**TASK GOAL**.
Whenever a line in the records below holds the string "sign", copy it out.

▼

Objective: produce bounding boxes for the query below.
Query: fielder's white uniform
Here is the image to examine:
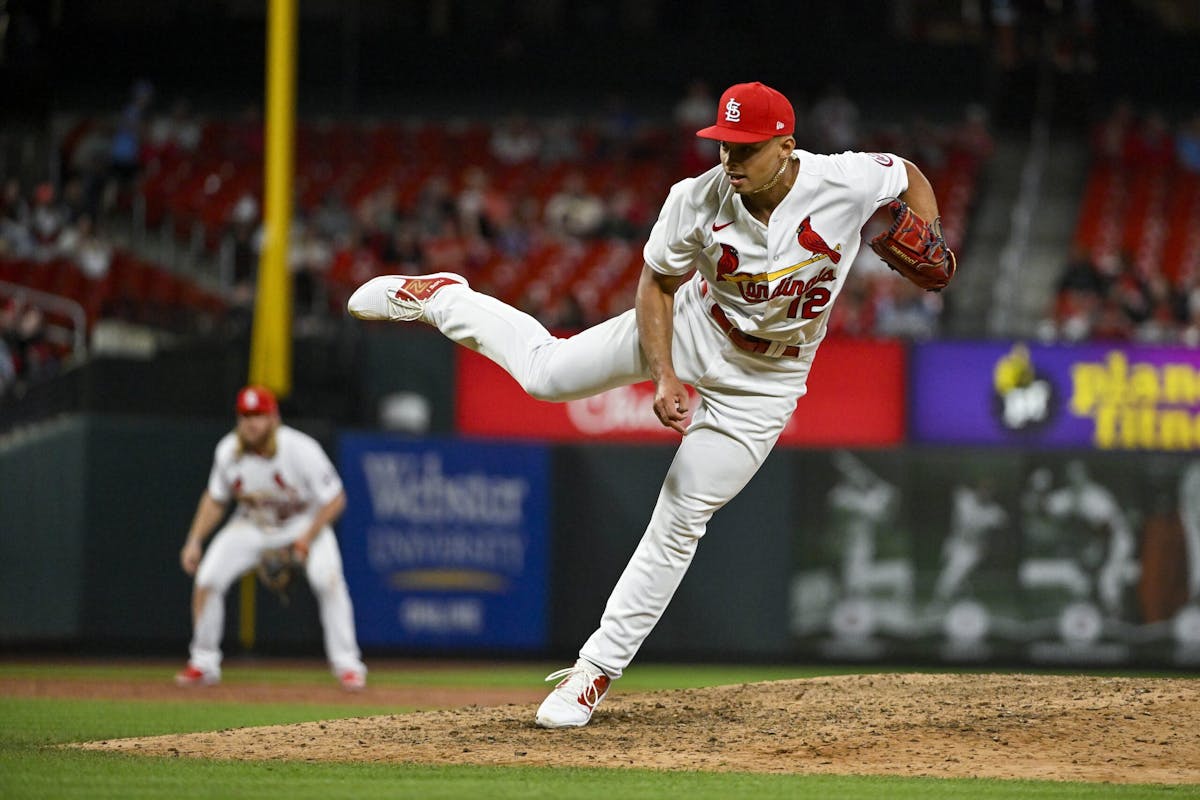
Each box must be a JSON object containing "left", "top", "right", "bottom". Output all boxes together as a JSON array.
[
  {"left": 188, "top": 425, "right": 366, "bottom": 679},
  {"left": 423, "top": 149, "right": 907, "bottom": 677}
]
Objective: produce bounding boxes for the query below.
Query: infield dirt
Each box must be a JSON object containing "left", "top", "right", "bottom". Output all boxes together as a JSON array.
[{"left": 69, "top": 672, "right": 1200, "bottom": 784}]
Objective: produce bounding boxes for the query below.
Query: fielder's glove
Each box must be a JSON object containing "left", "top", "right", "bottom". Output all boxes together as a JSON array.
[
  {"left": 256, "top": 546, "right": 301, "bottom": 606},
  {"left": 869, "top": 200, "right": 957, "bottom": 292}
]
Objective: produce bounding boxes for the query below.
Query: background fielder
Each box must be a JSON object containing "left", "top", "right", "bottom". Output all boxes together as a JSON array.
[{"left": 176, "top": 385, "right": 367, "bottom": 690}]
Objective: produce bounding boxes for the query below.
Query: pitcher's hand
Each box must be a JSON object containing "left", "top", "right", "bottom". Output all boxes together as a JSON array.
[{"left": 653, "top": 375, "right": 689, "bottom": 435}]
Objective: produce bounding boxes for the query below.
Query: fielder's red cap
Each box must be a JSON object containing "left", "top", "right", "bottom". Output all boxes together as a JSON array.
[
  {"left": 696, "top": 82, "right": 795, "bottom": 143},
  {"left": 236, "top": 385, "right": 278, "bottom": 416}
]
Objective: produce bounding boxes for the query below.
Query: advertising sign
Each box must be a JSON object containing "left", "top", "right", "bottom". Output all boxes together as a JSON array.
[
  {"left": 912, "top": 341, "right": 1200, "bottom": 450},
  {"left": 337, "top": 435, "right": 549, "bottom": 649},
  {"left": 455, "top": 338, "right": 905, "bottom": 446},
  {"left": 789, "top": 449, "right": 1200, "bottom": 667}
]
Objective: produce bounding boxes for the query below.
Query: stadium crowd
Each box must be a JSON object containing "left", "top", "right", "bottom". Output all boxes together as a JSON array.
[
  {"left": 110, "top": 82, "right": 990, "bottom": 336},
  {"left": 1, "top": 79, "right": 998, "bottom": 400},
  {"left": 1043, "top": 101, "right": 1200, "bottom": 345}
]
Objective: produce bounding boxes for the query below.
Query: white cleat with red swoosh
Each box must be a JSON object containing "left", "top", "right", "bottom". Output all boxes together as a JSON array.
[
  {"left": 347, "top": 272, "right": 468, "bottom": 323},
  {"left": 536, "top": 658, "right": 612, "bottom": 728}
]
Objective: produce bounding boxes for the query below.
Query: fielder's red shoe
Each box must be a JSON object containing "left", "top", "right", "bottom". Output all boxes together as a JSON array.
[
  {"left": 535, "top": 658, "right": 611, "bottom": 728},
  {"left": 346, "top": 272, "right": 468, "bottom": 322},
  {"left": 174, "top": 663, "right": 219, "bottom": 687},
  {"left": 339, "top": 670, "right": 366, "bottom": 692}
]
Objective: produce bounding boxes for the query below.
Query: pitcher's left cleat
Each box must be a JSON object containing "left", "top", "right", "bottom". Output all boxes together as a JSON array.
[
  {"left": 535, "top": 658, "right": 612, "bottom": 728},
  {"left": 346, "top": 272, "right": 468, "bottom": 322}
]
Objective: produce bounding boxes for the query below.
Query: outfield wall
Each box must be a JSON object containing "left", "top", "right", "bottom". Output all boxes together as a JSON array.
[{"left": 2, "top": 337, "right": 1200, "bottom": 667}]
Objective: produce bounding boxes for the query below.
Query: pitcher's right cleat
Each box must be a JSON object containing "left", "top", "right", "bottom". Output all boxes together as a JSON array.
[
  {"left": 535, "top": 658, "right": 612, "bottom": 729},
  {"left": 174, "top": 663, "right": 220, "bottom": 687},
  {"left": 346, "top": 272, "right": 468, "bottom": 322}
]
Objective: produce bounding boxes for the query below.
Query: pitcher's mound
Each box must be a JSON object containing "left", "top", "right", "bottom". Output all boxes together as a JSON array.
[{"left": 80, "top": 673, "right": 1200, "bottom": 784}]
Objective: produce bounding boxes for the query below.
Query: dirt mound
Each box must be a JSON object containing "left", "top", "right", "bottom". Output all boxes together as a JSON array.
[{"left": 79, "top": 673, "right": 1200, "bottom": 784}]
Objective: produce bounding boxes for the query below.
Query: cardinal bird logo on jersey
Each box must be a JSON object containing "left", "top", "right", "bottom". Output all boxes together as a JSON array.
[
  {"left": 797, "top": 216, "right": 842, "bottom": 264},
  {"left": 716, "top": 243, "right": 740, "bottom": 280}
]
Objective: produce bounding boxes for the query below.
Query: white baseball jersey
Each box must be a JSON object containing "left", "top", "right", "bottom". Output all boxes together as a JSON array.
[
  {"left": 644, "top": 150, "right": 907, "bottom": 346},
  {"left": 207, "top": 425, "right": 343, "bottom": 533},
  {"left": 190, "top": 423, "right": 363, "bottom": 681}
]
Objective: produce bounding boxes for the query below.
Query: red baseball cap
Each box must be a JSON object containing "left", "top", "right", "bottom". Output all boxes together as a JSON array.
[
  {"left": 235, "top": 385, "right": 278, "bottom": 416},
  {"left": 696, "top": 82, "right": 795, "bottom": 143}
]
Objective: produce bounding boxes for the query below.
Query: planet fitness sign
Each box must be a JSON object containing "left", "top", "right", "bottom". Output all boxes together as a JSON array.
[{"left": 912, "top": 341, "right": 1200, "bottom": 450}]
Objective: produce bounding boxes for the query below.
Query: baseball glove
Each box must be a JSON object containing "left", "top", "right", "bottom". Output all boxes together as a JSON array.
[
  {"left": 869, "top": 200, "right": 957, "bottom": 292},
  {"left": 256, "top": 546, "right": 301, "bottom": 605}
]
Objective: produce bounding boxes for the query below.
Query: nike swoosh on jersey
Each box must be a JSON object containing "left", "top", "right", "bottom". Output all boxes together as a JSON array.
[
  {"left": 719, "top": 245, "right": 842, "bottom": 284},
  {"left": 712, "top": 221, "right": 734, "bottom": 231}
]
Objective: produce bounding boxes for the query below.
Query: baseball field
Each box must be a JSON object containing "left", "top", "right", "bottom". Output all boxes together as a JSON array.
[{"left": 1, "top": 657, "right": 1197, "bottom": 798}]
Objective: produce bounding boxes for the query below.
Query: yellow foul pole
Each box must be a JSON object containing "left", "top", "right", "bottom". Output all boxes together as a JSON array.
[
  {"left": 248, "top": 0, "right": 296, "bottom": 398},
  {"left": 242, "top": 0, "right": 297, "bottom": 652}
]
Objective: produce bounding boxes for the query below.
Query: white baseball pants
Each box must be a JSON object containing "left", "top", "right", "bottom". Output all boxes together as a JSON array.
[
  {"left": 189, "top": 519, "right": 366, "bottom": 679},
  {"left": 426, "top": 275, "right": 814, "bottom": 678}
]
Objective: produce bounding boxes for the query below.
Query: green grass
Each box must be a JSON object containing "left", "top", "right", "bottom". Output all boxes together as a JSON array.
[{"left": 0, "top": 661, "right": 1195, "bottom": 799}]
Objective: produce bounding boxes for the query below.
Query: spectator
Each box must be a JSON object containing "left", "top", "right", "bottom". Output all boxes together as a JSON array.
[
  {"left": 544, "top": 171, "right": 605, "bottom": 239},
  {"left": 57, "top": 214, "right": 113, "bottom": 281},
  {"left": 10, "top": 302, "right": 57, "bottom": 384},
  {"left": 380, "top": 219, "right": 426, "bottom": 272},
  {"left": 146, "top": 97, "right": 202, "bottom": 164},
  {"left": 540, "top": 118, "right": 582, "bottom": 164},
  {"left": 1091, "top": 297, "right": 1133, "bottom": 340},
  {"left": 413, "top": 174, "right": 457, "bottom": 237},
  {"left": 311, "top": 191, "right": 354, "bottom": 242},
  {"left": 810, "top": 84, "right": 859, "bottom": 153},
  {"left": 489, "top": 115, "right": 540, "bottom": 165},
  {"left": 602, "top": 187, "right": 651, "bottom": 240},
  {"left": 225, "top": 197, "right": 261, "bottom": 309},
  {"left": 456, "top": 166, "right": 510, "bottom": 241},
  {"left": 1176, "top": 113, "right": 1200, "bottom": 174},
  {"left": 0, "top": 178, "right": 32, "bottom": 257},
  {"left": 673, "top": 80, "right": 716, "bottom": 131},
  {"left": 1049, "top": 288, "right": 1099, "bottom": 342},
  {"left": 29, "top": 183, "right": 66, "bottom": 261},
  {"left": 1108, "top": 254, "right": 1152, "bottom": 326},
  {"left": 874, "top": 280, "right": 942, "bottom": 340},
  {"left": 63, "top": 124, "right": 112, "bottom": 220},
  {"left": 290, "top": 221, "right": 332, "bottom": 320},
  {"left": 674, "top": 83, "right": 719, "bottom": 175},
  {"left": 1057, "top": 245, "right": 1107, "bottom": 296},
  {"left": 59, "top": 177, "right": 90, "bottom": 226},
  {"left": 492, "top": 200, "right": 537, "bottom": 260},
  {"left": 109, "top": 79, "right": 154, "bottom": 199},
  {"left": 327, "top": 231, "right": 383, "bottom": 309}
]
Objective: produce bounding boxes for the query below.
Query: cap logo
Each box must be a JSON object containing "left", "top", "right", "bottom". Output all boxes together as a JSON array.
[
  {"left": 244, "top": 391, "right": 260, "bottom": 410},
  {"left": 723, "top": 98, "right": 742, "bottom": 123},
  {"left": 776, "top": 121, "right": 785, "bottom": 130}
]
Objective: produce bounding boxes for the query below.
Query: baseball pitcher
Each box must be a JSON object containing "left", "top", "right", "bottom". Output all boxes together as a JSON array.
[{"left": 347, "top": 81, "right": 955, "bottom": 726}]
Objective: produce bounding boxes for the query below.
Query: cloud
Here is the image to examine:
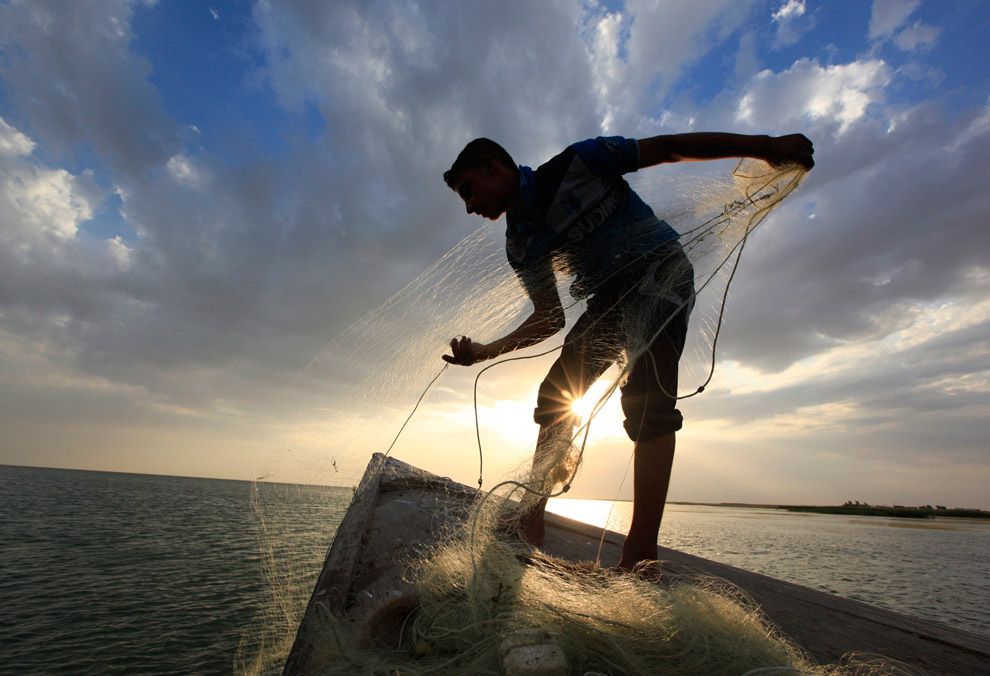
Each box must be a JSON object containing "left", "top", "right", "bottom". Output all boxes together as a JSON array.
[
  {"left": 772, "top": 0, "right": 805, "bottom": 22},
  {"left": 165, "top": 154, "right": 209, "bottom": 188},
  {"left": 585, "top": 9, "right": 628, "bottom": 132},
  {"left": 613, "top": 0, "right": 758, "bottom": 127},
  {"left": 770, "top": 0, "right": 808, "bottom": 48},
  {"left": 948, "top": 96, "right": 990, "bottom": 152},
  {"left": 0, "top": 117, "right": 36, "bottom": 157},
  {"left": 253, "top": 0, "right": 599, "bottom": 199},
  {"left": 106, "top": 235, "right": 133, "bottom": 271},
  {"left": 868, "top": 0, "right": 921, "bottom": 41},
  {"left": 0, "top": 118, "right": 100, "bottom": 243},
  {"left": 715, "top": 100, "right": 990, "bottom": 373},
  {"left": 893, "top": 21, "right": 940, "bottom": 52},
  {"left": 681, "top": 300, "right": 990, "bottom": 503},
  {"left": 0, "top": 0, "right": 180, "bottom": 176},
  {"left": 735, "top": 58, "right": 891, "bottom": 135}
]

▲

**RESPONSE AREA**.
Query: advertising sign
Query: planet fitness sign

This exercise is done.